DESCRIPTION OF THE TASK: Retype the line where "floor and record integer pixel coordinates." appears and each line that follows it down to the last line of the records below. Leave the pictures out.
+ + + +
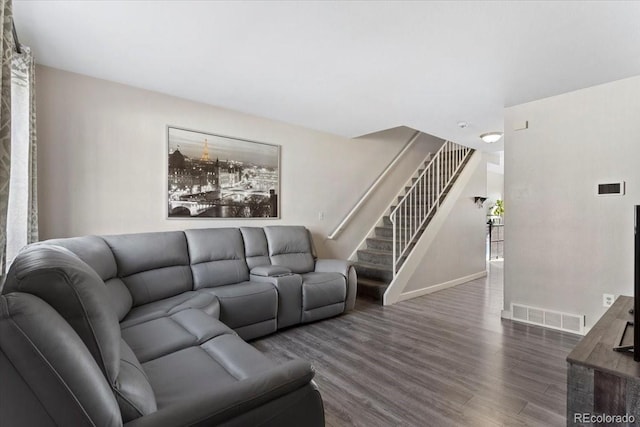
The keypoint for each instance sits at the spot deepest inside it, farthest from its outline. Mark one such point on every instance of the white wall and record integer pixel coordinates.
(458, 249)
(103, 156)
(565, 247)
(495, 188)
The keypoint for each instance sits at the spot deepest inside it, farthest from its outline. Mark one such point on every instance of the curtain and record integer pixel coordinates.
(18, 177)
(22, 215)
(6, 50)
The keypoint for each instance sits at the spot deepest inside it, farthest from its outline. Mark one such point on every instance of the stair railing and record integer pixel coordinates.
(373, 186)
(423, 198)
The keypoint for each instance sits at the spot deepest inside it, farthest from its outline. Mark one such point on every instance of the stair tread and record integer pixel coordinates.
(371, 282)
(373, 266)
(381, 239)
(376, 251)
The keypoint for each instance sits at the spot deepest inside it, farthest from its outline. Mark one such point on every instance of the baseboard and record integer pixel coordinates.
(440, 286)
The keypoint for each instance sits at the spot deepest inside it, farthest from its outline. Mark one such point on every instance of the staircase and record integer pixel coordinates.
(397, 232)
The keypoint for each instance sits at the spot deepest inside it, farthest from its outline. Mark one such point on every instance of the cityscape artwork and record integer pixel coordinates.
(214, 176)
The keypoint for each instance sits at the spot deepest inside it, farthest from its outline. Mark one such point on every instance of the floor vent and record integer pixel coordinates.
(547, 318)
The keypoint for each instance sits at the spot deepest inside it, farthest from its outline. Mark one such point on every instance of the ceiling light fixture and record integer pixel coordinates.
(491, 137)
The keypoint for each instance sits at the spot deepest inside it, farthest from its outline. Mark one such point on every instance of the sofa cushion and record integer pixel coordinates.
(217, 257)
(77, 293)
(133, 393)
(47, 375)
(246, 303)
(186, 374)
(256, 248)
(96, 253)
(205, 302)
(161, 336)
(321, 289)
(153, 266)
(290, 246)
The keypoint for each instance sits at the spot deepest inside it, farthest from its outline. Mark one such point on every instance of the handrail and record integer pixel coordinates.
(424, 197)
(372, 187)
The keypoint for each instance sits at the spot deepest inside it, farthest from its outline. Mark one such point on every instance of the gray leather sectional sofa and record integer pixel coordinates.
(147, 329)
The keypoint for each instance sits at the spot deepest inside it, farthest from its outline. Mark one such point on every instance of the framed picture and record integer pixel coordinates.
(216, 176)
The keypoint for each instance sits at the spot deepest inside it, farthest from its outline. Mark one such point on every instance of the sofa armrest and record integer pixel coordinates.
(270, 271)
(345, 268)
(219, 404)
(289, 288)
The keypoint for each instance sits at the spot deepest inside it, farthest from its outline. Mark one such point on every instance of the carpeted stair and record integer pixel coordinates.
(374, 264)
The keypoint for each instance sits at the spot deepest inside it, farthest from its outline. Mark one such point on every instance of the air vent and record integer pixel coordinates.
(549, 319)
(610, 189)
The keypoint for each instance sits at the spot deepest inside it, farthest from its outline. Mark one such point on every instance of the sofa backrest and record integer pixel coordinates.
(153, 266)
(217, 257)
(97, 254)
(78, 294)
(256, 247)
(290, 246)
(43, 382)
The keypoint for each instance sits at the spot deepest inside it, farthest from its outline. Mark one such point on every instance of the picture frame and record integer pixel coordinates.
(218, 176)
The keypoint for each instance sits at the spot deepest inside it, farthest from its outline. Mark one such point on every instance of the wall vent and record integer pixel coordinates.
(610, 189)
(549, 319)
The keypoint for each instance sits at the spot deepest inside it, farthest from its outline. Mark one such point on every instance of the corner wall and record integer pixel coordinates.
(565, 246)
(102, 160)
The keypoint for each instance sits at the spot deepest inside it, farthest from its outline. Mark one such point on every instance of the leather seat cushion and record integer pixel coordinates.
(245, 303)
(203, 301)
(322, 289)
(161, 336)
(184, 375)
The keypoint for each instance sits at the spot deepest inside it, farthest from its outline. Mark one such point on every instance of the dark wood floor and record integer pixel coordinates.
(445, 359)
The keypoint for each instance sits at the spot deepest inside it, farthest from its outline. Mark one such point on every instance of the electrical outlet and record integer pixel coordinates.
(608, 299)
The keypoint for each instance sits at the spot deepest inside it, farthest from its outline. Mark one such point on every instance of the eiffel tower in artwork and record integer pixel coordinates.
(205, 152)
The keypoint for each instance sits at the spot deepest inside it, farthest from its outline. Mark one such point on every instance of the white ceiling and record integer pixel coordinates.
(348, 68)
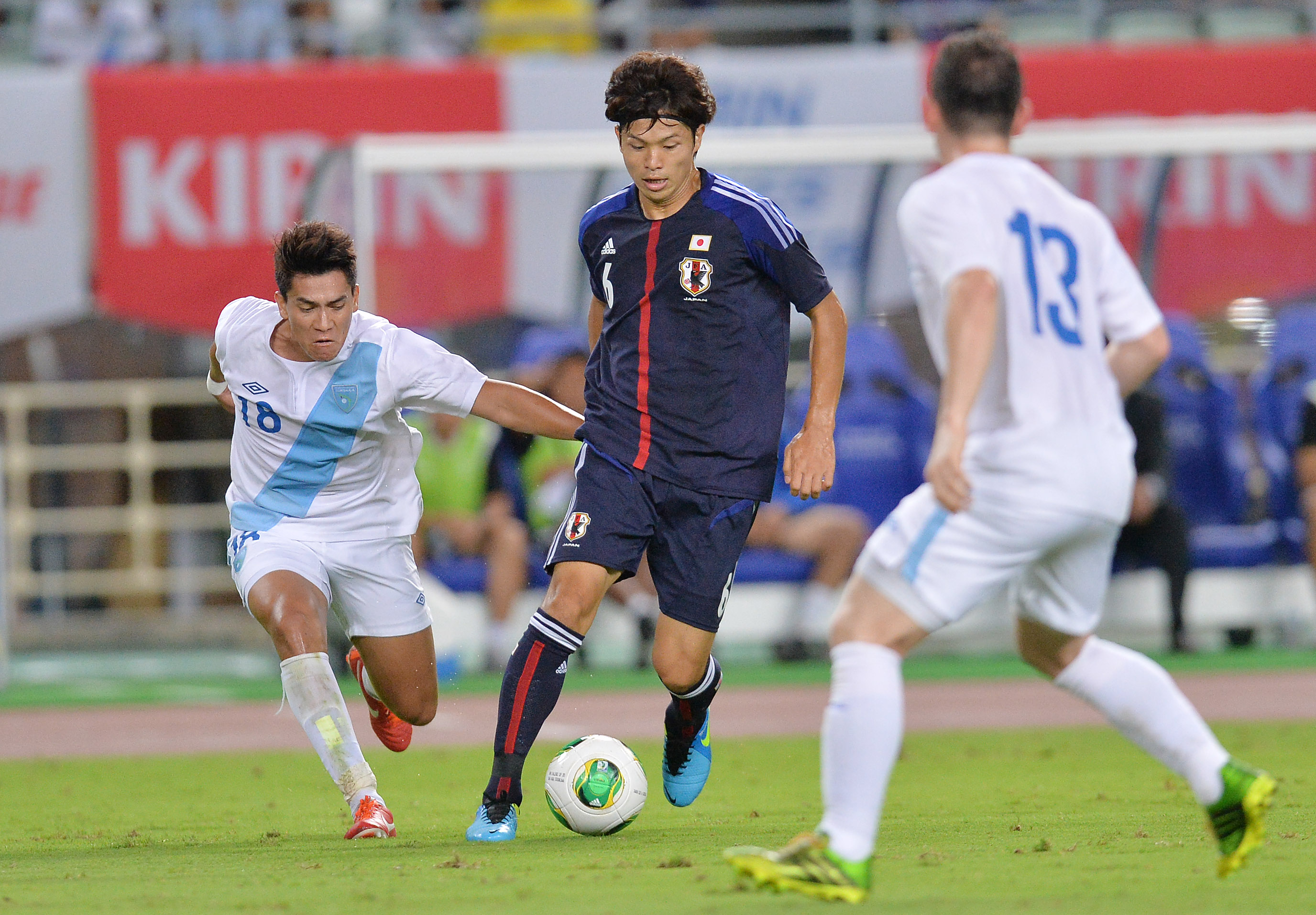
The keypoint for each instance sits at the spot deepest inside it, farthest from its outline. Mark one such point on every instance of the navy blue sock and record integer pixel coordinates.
+ + + +
THE OUTPUT:
The keypoint for each instance sits at the spot deepest inside it, farthest from its outline. Mark one such point on every instance of the dark wood floor and record integer pixel coordinates.
(445, 359)
The keypoint for each instance sits at the spot deepest inside it, farthest from its outline. Mark one such point on every instance of the electrical outlet and record integer pixel coordinates.
(608, 299)
The keypoint for each instance sits at the spot deepest inside it, farthest from its outline. Mark one such point on every instance of the eiffel tower in artwork and record integer pixel coordinates.
(205, 152)
The keypoint for each instance sits at the spot deepest inside it, farthest from its outline. Mark one such point on every instance of the white ceiling and record integer pixel coordinates.
(348, 68)
The keypoint for each instance sits at the spot deepest inside it, farthest from its outline. Mark one such point on every instance of the navy blue sock and record integer pixel coordinates.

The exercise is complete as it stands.